## [Extrait du document]

****************************************

Certaines espèces de fourmis colonisent un nombre croissant de régions, selon une étude conduite par des chercheurs de l'UNIL

Fourmi charpentière. — © Arvind Balaraman
Fourmi charpentière. — © Arvind Balaraman

Transportées par l’homme hors de leur territoire d’origine, certaines espèces de fourmis invasives voyagent toujours plus loin, selon une étude parue ce lundi dans PNAS. Cleo Bertelsmeier, première auteure de l’étude et chercheuse du département d’écologie et évolution de l’Université de Lausanne, explique comment «ces petits insectes, qui n’attirent pas tant l’attention de M. Tout-le-Monde», peuvent coloniser et influencer les écosystèmes.

Le Temps: En quoi consiste votre étude?

Cleo Bertelsmeier: Je me suis demandé comment les espèces de fourmis invasives sont transportées par l’humain à l’échelle mondiale. Sur plus de 13 000 espèces de fourmis connues à ce jour, on estime qu’il y en a environ 200 qui se sont établies en dehors de leur milieu naturel. Les fourmis voyageant le plus ont en commun une petite taille, un régime alimentaire varié et pas de structure de colonie très complexe. Nombre de ces fourmis sont par ailleurs capables de cohabiter avec des membres d’autres colonies, pouvant mener à la formation de supercolonies qui peuvent s’étendre sur des milliers de kilomètres, comme c’est le cas pour les fourmis d’Argentine qui s’étendent du Portugal à l’Italie.

****************************************

Lignes du jeu de données
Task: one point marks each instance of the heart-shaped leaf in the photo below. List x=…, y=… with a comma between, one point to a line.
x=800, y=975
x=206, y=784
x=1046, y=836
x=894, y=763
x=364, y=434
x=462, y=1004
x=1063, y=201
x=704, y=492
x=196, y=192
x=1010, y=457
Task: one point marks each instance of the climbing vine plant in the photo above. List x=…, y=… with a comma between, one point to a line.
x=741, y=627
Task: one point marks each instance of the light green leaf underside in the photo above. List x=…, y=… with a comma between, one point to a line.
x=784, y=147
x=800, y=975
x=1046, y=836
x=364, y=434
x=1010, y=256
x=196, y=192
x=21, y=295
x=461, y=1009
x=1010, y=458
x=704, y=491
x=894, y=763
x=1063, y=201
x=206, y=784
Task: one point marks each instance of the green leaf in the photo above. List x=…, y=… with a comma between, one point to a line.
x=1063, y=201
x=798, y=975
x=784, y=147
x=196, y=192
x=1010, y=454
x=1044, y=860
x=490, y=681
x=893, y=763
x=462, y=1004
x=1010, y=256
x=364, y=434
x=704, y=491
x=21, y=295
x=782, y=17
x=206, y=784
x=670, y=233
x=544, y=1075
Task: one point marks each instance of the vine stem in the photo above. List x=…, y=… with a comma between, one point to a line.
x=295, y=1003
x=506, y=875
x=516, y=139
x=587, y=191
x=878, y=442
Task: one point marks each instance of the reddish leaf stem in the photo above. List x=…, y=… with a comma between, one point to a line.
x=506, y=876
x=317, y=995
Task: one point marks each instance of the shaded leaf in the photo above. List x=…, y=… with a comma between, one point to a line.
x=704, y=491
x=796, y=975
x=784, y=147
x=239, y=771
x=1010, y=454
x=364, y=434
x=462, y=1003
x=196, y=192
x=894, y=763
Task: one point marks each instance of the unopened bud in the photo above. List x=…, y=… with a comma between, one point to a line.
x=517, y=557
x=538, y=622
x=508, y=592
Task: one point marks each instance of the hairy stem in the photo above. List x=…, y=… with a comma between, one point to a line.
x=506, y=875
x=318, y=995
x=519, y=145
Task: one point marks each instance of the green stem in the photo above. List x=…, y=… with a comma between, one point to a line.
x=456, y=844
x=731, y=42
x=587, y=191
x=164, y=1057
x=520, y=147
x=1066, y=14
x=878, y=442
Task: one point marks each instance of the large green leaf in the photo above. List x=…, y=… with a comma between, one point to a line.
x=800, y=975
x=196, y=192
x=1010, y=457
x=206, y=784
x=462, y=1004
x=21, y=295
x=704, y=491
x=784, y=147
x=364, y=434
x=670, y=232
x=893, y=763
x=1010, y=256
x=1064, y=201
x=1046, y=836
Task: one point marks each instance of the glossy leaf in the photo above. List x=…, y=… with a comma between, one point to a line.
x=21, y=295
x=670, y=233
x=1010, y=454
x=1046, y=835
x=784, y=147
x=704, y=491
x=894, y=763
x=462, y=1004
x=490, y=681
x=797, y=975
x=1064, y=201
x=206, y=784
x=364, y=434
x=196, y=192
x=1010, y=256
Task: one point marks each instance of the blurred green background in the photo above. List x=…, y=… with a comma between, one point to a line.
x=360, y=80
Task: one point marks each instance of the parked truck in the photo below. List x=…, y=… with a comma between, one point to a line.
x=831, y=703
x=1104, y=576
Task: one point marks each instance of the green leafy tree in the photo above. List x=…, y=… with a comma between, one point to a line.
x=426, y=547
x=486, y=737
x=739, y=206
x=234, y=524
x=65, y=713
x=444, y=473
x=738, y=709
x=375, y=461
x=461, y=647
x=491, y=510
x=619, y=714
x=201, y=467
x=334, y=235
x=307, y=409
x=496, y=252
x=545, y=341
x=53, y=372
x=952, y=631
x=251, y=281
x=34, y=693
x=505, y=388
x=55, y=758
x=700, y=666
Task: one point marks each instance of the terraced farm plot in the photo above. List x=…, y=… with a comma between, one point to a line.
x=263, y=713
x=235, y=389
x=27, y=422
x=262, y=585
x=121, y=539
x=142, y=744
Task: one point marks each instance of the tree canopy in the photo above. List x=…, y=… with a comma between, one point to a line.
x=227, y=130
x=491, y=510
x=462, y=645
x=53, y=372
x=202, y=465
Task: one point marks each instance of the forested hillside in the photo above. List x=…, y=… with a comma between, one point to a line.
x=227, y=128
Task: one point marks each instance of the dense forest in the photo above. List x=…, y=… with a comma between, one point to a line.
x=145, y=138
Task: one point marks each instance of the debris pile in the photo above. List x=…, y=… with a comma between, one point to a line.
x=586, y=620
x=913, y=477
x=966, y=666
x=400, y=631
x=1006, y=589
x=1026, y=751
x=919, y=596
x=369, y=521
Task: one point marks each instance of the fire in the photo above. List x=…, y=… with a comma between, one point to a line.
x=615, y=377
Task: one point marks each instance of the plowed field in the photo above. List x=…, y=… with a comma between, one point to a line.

****************************************

## [Consigne à suivre]
Reproduisez mot pour mot l'intégralité de l'article sur les fourmis invasives. Les lignes proviennent d'une autre source.

## [Tâche accomplie]
Certaines espèces de fourmis colonisent un nombre croissant de régions, selon une étude conduite par des chercheurs de l'UNIL

Fourmi charpentière. — © Arvind Balaraman
Fourmi charpentière. — © Arvind Balaraman

Transportées par l’homme hors de leur territoire d’origine, certaines espèces de fourmis invasives voyagent toujours plus loin, selon une étude parue ce lundi dans PNAS. Cleo Bertelsmeier, première auteure de l’étude et chercheuse du département d’écologie et évolution de l’Université de Lausanne, explique comment «ces petits insectes, qui n’attirent pas tant l’attention de M. Tout-le-Monde», peuvent coloniser et influencer les écosystèmes.

Le Temps: En quoi consiste votre étude?

Cleo Bertelsmeier: Je me suis demandé comment les espèces de fourmis invasives sont transportées par l’humain à l’échelle mondiale. Sur plus de 13 000 espèces de fourmis connues à ce jour, on estime qu’il y en a environ 200 qui se sont établies en dehors de leur milieu naturel. Les fourmis voyageant le plus ont en commun une petite taille, un régime alimentaire varié et pas de structure de colonie très complexe. Nombre de ces fourmis sont par ailleurs capables de cohabiter avec des membres d’autres colonies, pouvant mener à la formation de supercolonies qui peuvent s’étendre sur des milliers de kilomètres, comme c’est le cas pour les fourmis d’Argentine qui s’étendent du Portugal à l’Italie.